--- Supplied information ---
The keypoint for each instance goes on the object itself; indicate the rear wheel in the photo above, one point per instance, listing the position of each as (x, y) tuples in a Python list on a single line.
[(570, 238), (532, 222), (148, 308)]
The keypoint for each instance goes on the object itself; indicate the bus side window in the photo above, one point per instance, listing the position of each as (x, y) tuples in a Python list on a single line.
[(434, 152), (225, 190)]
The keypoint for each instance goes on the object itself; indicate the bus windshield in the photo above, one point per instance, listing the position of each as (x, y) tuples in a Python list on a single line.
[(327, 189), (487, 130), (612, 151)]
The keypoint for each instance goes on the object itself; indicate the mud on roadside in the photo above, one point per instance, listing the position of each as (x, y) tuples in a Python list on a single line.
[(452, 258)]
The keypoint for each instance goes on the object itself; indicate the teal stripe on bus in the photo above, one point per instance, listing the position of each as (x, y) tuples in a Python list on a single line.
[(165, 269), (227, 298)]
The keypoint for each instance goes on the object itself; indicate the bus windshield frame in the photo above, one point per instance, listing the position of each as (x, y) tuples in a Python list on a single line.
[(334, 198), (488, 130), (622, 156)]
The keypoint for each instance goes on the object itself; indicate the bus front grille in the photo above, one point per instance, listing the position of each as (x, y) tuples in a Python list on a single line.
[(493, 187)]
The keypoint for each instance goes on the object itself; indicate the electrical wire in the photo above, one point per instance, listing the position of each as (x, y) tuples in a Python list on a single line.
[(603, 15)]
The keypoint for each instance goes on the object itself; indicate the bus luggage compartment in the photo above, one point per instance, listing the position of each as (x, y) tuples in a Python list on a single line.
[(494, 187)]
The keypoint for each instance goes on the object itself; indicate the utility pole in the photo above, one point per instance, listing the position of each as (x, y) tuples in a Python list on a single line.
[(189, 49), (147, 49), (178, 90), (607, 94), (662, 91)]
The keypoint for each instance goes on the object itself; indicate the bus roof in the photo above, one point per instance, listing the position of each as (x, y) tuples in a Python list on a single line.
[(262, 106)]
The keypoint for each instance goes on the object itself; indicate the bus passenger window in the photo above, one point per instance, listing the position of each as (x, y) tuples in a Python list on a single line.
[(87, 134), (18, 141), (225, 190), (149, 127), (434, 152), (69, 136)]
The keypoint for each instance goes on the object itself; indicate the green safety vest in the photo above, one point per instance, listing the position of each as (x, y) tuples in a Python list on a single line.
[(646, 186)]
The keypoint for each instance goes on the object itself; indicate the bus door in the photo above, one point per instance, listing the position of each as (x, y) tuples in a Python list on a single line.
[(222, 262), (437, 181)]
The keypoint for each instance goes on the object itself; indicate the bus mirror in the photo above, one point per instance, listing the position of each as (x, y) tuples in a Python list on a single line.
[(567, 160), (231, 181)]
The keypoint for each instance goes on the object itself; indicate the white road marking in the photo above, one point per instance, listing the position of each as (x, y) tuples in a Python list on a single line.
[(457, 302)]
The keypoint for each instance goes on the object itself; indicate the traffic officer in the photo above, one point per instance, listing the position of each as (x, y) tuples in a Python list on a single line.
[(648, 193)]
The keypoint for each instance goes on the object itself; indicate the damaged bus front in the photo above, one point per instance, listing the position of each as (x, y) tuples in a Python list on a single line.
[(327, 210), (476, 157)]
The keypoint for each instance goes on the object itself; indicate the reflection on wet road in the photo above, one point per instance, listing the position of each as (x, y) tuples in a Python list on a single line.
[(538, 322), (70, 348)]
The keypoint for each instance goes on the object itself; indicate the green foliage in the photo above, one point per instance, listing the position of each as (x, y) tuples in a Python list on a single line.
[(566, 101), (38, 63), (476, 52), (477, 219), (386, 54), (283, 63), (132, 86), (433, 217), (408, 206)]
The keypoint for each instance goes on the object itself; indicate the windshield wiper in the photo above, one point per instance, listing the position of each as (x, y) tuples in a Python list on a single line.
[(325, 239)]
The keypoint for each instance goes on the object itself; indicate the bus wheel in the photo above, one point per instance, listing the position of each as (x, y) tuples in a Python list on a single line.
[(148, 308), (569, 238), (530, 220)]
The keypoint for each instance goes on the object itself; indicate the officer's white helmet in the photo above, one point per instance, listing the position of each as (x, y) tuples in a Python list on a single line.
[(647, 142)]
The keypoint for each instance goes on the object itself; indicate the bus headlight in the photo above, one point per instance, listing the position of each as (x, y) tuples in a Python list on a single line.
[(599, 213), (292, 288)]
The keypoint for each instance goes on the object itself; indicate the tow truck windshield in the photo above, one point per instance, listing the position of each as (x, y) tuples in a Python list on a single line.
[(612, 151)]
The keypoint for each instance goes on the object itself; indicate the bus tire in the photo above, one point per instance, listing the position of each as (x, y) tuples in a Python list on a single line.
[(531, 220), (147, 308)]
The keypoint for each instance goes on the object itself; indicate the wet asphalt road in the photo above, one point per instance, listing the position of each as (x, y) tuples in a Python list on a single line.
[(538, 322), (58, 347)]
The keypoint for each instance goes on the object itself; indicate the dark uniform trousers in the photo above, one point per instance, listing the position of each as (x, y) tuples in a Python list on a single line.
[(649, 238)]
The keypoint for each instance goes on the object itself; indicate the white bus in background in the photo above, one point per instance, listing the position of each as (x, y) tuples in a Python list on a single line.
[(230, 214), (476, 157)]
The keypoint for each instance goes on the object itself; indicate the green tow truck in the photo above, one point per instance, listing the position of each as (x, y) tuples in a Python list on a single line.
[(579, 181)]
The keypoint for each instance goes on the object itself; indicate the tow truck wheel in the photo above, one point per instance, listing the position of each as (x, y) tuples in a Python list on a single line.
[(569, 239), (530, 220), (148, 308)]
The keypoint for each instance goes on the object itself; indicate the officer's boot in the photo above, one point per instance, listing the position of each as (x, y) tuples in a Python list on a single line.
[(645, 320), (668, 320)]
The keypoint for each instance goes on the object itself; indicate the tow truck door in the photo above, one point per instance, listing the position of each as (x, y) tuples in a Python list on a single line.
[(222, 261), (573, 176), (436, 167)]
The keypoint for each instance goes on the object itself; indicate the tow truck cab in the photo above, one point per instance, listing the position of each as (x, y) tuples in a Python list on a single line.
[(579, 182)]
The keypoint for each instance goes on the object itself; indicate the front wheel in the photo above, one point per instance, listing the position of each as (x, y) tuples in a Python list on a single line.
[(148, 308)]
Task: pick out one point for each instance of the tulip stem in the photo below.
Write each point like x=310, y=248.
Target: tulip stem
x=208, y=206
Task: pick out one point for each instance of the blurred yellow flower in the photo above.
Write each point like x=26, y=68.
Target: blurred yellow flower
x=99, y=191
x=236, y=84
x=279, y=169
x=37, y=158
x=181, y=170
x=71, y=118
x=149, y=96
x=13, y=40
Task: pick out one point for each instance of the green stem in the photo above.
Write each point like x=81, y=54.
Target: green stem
---
**Assigned task:** Scan the entries above for the string "Write" and copy each line containing it.

**Response to the task:**
Write each point like x=310, y=248.
Write each point like x=26, y=68.
Write each point like x=81, y=54.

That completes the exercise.